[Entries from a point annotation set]
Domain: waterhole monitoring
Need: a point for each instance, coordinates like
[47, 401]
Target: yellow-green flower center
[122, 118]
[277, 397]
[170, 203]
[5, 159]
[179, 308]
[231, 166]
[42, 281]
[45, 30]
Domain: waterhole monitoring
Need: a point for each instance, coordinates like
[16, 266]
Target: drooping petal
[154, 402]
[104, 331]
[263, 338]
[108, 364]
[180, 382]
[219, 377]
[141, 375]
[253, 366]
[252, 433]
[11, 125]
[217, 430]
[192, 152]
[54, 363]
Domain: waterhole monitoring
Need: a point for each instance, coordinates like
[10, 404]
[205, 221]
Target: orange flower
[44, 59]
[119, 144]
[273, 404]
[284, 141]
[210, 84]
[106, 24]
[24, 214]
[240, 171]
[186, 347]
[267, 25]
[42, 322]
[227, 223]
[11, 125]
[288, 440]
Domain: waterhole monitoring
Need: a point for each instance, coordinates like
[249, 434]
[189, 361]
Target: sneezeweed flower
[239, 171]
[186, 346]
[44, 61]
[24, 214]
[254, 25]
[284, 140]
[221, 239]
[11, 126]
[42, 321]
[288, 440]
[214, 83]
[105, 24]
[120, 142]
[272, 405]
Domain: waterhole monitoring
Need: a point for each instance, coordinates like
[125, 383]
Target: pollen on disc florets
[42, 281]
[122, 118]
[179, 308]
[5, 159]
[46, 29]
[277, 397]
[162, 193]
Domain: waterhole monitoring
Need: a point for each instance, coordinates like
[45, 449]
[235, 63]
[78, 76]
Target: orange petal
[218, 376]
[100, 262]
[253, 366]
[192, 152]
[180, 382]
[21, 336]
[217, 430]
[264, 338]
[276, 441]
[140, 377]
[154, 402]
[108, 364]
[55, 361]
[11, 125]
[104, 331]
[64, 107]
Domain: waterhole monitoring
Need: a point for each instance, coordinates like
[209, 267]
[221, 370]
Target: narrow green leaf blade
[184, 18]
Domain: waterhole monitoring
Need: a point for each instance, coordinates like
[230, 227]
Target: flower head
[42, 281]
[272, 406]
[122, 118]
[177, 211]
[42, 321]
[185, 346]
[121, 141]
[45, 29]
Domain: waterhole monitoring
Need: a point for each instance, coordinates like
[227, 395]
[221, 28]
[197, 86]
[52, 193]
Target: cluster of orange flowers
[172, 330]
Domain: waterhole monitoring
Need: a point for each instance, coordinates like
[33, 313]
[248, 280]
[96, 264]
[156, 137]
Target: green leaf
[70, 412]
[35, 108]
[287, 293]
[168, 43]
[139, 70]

- [What to produce]
Locate each line in the data above that contains the string "petal", treating uppercase and lowercase as distinct, and copy those lines out.

- [Written reply]
Target: drooping petal
Target: orange petal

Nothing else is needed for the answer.